■ EXERCISE INSTRUCTIONS:
Output every line of the entries from the line containing "Task: locate the horizontal" through the last, exactly, with no other content.

■ Point labeling dataset excerpts:
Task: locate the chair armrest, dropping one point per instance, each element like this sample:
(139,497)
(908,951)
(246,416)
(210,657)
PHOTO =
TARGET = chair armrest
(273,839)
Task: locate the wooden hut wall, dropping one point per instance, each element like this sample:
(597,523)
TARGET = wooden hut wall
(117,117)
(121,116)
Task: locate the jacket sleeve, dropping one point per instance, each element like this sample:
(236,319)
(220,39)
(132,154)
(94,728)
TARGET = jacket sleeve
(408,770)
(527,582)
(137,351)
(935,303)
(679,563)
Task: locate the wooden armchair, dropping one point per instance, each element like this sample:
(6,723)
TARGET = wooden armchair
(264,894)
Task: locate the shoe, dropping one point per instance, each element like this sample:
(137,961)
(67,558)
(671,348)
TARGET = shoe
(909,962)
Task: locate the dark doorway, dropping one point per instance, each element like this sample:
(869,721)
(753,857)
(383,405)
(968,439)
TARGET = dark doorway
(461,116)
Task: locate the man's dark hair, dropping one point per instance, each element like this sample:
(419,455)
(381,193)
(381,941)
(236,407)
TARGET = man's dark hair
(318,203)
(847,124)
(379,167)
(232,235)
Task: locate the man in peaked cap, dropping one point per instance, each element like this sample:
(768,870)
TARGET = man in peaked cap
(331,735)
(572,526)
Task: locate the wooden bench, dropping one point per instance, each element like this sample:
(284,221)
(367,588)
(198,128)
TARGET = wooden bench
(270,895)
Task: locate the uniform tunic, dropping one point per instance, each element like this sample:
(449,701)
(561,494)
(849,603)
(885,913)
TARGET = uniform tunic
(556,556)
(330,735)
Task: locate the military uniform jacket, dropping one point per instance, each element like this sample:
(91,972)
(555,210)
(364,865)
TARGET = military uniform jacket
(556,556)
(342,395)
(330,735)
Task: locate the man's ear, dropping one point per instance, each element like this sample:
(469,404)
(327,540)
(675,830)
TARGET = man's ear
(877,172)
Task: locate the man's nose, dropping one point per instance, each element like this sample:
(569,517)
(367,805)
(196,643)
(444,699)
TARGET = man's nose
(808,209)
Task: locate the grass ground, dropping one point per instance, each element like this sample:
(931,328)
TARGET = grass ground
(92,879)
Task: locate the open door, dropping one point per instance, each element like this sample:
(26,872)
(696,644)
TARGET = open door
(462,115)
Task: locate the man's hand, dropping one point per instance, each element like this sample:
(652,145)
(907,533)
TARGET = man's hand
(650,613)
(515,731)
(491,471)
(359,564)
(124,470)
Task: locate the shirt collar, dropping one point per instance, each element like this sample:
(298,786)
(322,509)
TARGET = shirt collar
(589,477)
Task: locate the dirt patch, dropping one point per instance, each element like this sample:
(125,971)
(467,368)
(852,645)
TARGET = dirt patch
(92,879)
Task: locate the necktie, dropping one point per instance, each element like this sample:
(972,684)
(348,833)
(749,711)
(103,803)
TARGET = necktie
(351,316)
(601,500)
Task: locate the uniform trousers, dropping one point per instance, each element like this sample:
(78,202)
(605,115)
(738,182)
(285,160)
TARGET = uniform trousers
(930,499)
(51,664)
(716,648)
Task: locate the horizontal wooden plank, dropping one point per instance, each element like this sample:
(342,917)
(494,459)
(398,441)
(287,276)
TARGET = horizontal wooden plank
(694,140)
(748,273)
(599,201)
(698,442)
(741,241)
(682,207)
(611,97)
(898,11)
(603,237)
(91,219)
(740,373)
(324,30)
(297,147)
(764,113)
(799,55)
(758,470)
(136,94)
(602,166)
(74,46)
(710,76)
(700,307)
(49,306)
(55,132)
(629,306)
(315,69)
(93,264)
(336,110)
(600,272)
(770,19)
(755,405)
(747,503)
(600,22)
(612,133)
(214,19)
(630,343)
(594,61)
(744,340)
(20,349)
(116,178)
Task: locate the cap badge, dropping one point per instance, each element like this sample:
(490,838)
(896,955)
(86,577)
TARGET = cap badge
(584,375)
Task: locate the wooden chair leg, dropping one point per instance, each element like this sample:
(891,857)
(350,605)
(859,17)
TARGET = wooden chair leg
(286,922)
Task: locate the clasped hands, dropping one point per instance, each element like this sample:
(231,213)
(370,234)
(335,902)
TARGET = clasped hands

■ TASK OUTPUT:
Task: locate the horizontal wooden plank, dropping one point per instance, each element like this sample:
(342,917)
(494,459)
(398,441)
(287,276)
TARGET = horizontal wooden plank
(694,140)
(748,273)
(599,201)
(698,442)
(741,241)
(682,207)
(611,97)
(898,11)
(603,237)
(91,219)
(740,373)
(324,30)
(297,147)
(764,113)
(799,55)
(758,470)
(136,94)
(602,166)
(74,46)
(710,76)
(700,307)
(49,306)
(55,132)
(629,306)
(315,69)
(93,264)
(336,110)
(600,272)
(770,19)
(755,405)
(747,503)
(600,22)
(612,133)
(214,19)
(630,343)
(594,61)
(744,340)
(20,349)
(116,178)
Task: locate the cap badge, dropping one point per instance, each element like this sample:
(490,838)
(896,955)
(86,577)
TARGET = cap badge
(584,375)
Task: locate the wooden chair leg, dropping one point per instance, each element like this sample:
(891,857)
(350,605)
(859,17)
TARGET = wooden chair leg
(286,922)
Task: locate the clasped hands, dropping one point per instance, each element like this sample:
(231,213)
(370,234)
(335,902)
TARGET = clasped hands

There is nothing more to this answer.